SET PROBLEM → Copy out the material below, switching "sample output" to "example output" everywhere it appears and leaving everything else untouched.

········

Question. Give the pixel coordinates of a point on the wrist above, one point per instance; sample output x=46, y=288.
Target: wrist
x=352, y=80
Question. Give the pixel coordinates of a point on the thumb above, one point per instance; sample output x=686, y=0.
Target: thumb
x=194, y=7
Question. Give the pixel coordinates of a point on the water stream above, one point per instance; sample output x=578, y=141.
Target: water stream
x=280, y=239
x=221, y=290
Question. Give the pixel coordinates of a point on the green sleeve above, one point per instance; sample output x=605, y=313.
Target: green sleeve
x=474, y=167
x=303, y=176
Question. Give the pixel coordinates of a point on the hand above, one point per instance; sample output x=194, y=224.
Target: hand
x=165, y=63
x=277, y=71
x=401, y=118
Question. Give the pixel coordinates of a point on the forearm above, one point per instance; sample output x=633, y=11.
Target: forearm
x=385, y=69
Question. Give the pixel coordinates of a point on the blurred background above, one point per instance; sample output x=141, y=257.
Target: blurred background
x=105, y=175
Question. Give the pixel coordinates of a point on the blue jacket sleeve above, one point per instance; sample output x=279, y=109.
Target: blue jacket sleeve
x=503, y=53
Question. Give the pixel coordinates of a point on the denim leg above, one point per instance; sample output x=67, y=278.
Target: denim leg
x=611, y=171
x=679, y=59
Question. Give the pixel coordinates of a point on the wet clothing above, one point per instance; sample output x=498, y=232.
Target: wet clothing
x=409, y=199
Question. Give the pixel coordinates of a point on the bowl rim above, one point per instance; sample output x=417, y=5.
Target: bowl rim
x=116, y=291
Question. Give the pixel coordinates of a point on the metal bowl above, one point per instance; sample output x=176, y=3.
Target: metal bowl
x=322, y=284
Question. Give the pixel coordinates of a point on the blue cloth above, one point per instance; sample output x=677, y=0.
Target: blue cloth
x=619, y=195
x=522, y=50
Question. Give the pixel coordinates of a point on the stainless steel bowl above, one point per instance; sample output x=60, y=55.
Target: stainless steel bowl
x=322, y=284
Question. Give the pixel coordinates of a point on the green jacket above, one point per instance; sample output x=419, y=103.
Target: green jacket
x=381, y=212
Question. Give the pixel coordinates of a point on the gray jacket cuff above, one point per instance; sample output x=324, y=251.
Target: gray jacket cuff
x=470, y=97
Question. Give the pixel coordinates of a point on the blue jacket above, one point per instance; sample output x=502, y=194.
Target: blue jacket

········

FULL OUTPUT →
Question. Give the pixel coordinates of a point on the wrist above, one point per instance; example output x=46, y=288.
Target: wrist
x=352, y=80
Question. Give the pixel coordinates of a point on the thumb above, one point per instance; example output x=686, y=0.
Target: thumb
x=194, y=7
Question. Give the pixel coordinates of a point on the water stream above, one point per instance; example output x=578, y=141.
Target: water stream
x=280, y=239
x=221, y=290
Question. Give the pixel coordinates of a point on the green sleeve above, one point per instance; example output x=605, y=313.
Target: green sleeve
x=474, y=167
x=303, y=176
Question. Give the pixel coordinates of a point on the hand above, one point per instance; example output x=194, y=224.
Target: hand
x=165, y=63
x=277, y=71
x=401, y=118
Question. Give the pixel coordinates of a point on the forearm above, one point per instance; example output x=633, y=11.
Target: forearm
x=385, y=69
Question. Give the pixel coordinates of a point on the blurred background above, one point per instance; example output x=141, y=257.
Target: blurred background
x=105, y=175
Question. Give the pixel coordinates of a point on the blue jacket sleeve above, one point per instance; example output x=279, y=109.
Target: blue jacket sleeve
x=503, y=53
Question. Give the pixel coordinates of a point on the denim leg above, one point per instance; example output x=67, y=278.
Target: denim leg
x=611, y=171
x=679, y=59
Question. Give the pixel coordinates of a point on the wet clothing above, one point per instance; example output x=498, y=232.
Target: wet clothing
x=409, y=199
Question. Give the pixel coordinates of a point on the bowl rim above, one point per instance; example output x=417, y=5.
Target: bowl rim
x=116, y=291
Question. Give the pixel coordinates of a point on the metal bowl above, one point per instance; example output x=176, y=3.
Target: metal bowl
x=322, y=284
Question. Give the pixel coordinates of a point on the blue cloth above, one point per instance; example output x=677, y=0.
Target: blue cloth
x=619, y=195
x=522, y=50
Question. Give the pixel coordinates of a point on the stainless steel bowl above, one point per instance; example output x=60, y=55.
Target: stainless steel bowl
x=322, y=284
Question. Give the pixel coordinates of a point on the green jacket above, one point per instance; example output x=419, y=103.
Target: green jacket
x=381, y=212
Question. Give the pixel coordinates of a point on the gray jacket cuff above, one point per instance; example output x=324, y=251.
Target: gray jacket cuff
x=470, y=97
Question. Give the pixel coordinates of a point on the blue jacket above, one point per instance; example output x=502, y=194.
Target: blue jacket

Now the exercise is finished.